### Problema planteado A:
Según el fragmento sobre Occidente y la política mundial, ¿qué papel están cumpliendo las Naciones Unidas?
### Problema planteado B:
¿Qué nombres propios aparecen en el fragmento sobre Occidente y la política mundial? Enuméralos todos.

===== Fragmento de origen

Parecería que Occidente negase sus propios valores. Las contradicciones son flagrantes y salta sus propios «principios» como si hubiesen sido piezas tácticas empleadas mientras duró la guerra fría. Internacionalmente, superado el «equilibrio del terror», creado por ambas superpotencias, al haberse infartado sorpresivamente una de ellas, en vez de pasar a la tan deseada democracia de naciones, a través de la GNO, caemos mas bien en una nueva hegemonía, casi por inercia. Las Naciones Unidas están cumpliendo un rol apenas instrumental. Después de tantos horrores estamos aceptando el principio de intervención internacional, como un hecho consumado. Aceptamos que alguien se erija en gendarme universal sin preguntarnos, como el poeta Ovidio: ¿Quién custodia al custodie?»
Pareciera que, de tanto temer las ideologías, occidente se quedó sin ideas y sin estadistas que las encarnan con vigor y determinación.
Asistimos a una verdadera hecatombe de la clase política mundial. Más que crisis de poder es crisis de falta de imaginación.

==========
===== Datos

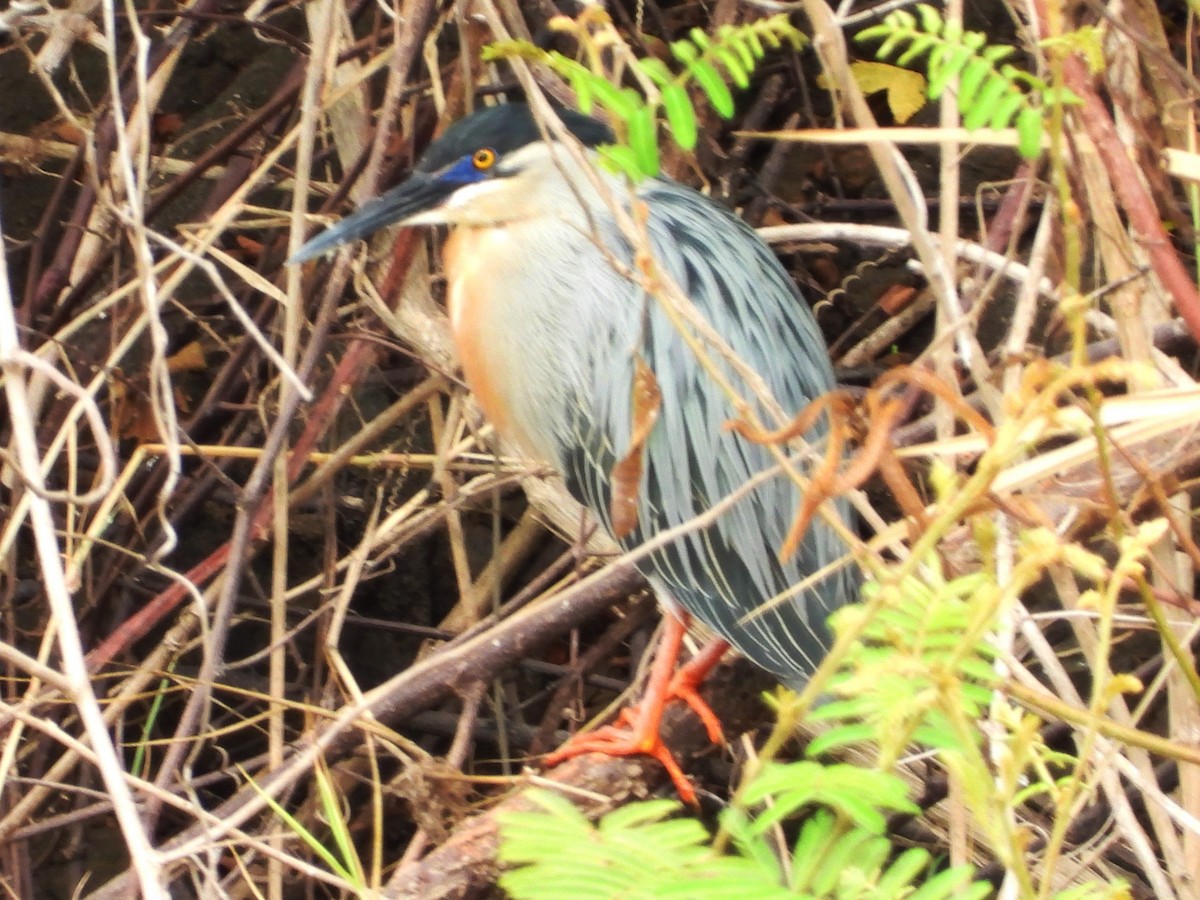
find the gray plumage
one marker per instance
(557, 341)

==========

### Respuesta final A:
Un rol apenas instrumental.

### Respuesta final B:
Occidente, GNO, Naciones Unidas y Ovidio.